詳細な企業分析は以下の業績動向・社員の待遇を参照。本レポート末尾に総合評価を記す。
✔就職難易度:易しい
総合職の採用実績は年間250名~330名ほど、ドラッグストアとしてトップクラスの企業規模ながらも、多種多様な大学から採用があり学歴には寛容。
採用大学:【国公立】金沢大学・埼玉大学・新潟県立大学・岩手県立大学など、【私立】法政大学・学習院大学・東洋大学・専修大学・拓殖大学・名城大学・産業能率大学・帝京平成大学・大阪経済大学・昭和大学・相愛大学・朝日大学・甲子園大学・相模女子大学など(出典:マイナビ2027)
業績動向
✔売上高と営業利益
マツキヨココカラ&カンパニーの売上高は2021年から急激な増加傾向が続いている。2021年にココカラファインと経営統合、2024年には過去最高となる売上高1.06兆円に到達している*1。営業利益も2020年まで310億~375億円ほどで推移していたが、2024年には過去最高となる820億円に到達。
*1:2021年~2023年に売上高・利益が急激に伸びた要因は、①COVID-19感染拡大が一服したことで都市部・駅周辺店舗への来客が回復した点、②訪日外国人の増加によるインバウンド需要の回復、③化粧品・プライベートブランドの販売好調、④経営統合したココカラファインとのシナジー拡大、が主要因。

やること A
本文をもとに、次の問いに答えてください。
(i) 総合職の採用実績は年間何名ほどですか。
(ii) ココカラファインと経営統合したのは何年ですか。
(iii) 2024年の営業利益はいくらですか。
やること B
本文のうち「詳細な企業分析は以下の業績動」を含む語句で始まり「ど(出典:マイナビ2027)」で終わる部分を、「学歴」を「出身大学」に置き換えて書き直してください。
このあとの項目は、本文とは別の資料です。

手元の情報
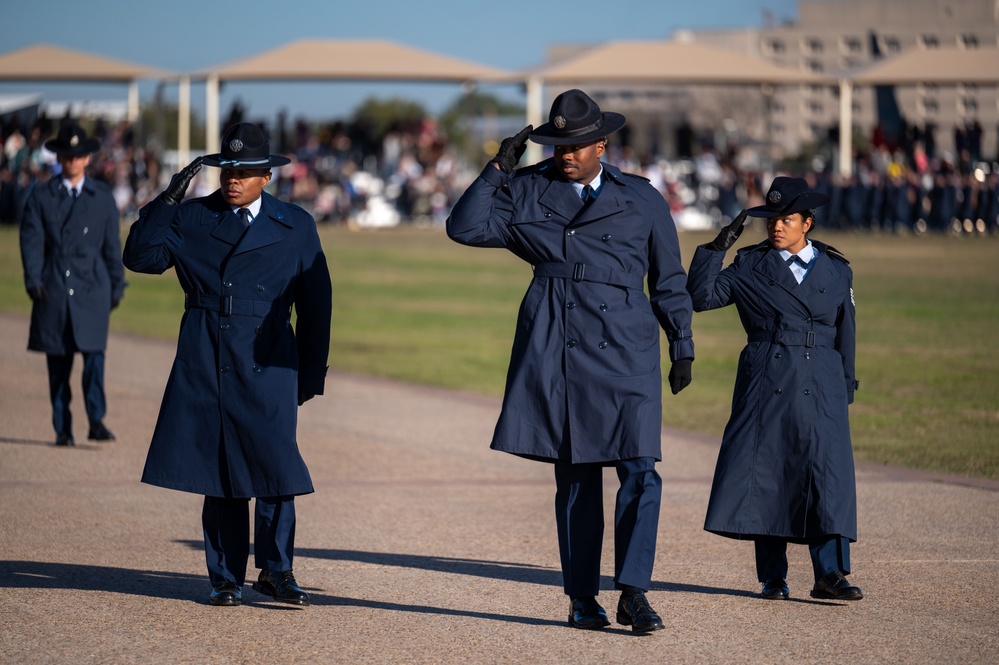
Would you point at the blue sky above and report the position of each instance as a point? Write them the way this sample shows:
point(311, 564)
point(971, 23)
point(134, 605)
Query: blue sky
point(188, 35)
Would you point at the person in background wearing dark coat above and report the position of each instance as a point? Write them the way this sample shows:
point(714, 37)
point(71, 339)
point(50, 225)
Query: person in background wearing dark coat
point(785, 469)
point(227, 425)
point(584, 388)
point(71, 251)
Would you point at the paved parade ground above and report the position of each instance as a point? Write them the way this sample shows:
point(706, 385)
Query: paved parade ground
point(420, 545)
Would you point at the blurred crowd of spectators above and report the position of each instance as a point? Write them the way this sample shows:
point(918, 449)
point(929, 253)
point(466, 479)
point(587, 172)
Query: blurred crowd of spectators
point(344, 173)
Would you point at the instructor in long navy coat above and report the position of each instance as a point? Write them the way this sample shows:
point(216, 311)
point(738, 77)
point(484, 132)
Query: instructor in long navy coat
point(71, 251)
point(227, 425)
point(584, 388)
point(785, 469)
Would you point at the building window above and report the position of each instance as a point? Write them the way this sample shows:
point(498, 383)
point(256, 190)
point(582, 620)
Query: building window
point(775, 46)
point(852, 45)
point(968, 40)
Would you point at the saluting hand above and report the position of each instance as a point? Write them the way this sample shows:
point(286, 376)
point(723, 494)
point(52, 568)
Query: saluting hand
point(174, 193)
point(512, 149)
point(679, 374)
point(729, 234)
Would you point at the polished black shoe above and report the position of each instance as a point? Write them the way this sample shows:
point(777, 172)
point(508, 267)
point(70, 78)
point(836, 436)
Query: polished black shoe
point(835, 586)
point(226, 594)
point(585, 612)
point(634, 610)
point(281, 586)
point(98, 432)
point(775, 590)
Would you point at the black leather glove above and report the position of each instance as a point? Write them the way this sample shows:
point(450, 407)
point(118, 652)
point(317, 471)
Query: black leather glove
point(679, 374)
point(729, 234)
point(174, 193)
point(38, 293)
point(512, 149)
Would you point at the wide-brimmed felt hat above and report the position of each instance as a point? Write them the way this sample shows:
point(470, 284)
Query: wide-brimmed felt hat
point(72, 141)
point(788, 196)
point(575, 118)
point(244, 145)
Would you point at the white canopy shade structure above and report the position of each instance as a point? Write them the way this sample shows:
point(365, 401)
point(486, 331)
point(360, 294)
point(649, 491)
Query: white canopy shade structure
point(341, 60)
point(947, 66)
point(43, 62)
point(658, 62)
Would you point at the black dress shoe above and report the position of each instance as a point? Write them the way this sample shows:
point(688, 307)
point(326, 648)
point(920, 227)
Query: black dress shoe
point(98, 432)
point(835, 586)
point(585, 612)
point(634, 610)
point(226, 594)
point(775, 590)
point(281, 586)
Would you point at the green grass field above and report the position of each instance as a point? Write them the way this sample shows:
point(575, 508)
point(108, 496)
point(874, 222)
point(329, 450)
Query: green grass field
point(409, 304)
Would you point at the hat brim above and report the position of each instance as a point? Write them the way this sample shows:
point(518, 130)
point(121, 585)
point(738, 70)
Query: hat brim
point(216, 159)
point(805, 201)
point(85, 147)
point(547, 134)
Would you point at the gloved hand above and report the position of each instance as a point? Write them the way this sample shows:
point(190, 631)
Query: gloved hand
point(174, 193)
point(729, 234)
point(38, 293)
point(679, 374)
point(512, 149)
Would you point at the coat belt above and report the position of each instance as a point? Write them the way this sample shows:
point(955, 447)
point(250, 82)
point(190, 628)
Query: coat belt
point(582, 272)
point(228, 305)
point(807, 338)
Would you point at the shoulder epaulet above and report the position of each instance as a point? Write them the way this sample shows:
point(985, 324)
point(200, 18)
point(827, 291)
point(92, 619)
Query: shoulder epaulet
point(836, 254)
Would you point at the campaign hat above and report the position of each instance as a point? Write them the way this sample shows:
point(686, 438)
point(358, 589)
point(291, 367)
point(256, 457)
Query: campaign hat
point(245, 146)
point(788, 196)
point(72, 141)
point(576, 119)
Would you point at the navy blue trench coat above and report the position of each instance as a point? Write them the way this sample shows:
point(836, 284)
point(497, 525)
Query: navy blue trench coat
point(584, 382)
point(785, 467)
point(73, 249)
point(227, 424)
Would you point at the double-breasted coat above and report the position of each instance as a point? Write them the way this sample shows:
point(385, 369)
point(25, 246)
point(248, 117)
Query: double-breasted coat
point(227, 424)
point(72, 247)
point(785, 467)
point(584, 383)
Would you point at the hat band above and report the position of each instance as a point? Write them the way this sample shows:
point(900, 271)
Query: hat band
point(243, 162)
point(581, 130)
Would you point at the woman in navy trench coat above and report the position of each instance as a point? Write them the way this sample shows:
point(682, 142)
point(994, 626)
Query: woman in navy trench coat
point(785, 470)
point(584, 387)
point(227, 424)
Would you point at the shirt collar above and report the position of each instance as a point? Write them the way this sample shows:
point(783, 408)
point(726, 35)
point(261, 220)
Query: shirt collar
point(254, 208)
point(805, 255)
point(595, 183)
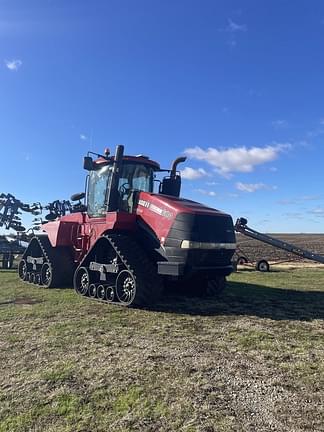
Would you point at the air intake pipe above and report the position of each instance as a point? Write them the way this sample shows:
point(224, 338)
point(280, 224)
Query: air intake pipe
point(175, 164)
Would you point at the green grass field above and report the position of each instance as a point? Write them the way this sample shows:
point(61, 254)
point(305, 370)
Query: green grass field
point(252, 360)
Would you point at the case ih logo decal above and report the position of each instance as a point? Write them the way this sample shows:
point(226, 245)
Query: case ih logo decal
point(155, 209)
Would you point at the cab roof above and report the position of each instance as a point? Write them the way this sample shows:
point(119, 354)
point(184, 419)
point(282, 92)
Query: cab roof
point(101, 161)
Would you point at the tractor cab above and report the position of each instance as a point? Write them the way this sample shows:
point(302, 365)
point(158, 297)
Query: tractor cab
point(114, 182)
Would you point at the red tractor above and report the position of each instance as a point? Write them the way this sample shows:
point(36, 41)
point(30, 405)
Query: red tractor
point(126, 241)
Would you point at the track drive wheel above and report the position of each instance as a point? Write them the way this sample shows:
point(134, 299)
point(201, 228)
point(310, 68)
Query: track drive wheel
point(48, 278)
point(262, 266)
point(22, 270)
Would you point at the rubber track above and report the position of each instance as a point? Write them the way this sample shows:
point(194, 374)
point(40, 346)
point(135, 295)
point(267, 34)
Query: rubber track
point(136, 261)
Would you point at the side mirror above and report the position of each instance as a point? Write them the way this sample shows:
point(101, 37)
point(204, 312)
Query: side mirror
point(88, 163)
point(171, 186)
point(77, 196)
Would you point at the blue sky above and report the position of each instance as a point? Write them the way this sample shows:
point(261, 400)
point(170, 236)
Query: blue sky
point(236, 86)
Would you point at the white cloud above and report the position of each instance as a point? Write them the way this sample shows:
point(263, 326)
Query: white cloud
point(252, 187)
point(233, 27)
point(193, 174)
point(299, 200)
point(205, 192)
point(237, 159)
point(319, 212)
point(13, 64)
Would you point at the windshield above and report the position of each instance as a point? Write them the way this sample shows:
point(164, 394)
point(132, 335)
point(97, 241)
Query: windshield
point(97, 189)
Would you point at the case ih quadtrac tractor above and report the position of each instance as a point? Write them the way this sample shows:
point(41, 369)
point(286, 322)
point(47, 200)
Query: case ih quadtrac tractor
point(126, 241)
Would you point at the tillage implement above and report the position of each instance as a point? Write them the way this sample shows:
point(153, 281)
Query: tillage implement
point(126, 242)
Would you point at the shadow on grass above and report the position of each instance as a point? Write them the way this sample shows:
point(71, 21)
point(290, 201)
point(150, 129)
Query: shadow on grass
point(252, 300)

こたえ A
(i) 250名~330名ほど
(ii) 2021年
(iii) 820億円

こたえ B
詳細な企業分析は以下の業績動向・社員の待遇を参照。本レポート末尾に総合評価を記す。
✔就職難易度:易しい
総合職の採用実績は年間250名~330名ほど、ドラッグストアとしてトップクラスの企業規模ながらも、多種多様な大学から採用があり出身大学には寛容。
採用大学:【国公立】金沢大学・埼玉大学・新潟県立大学・岩手県立大学など、【私立】法政大学・学習院大学・東洋大学・専修大学・拓殖大学・名城大学・産業能率大学・帝京平成大学・大阪経済大学・昭和大学・相愛大学・朝日大学・甲子園大学・相模女子大学など(出典:マイナビ2027)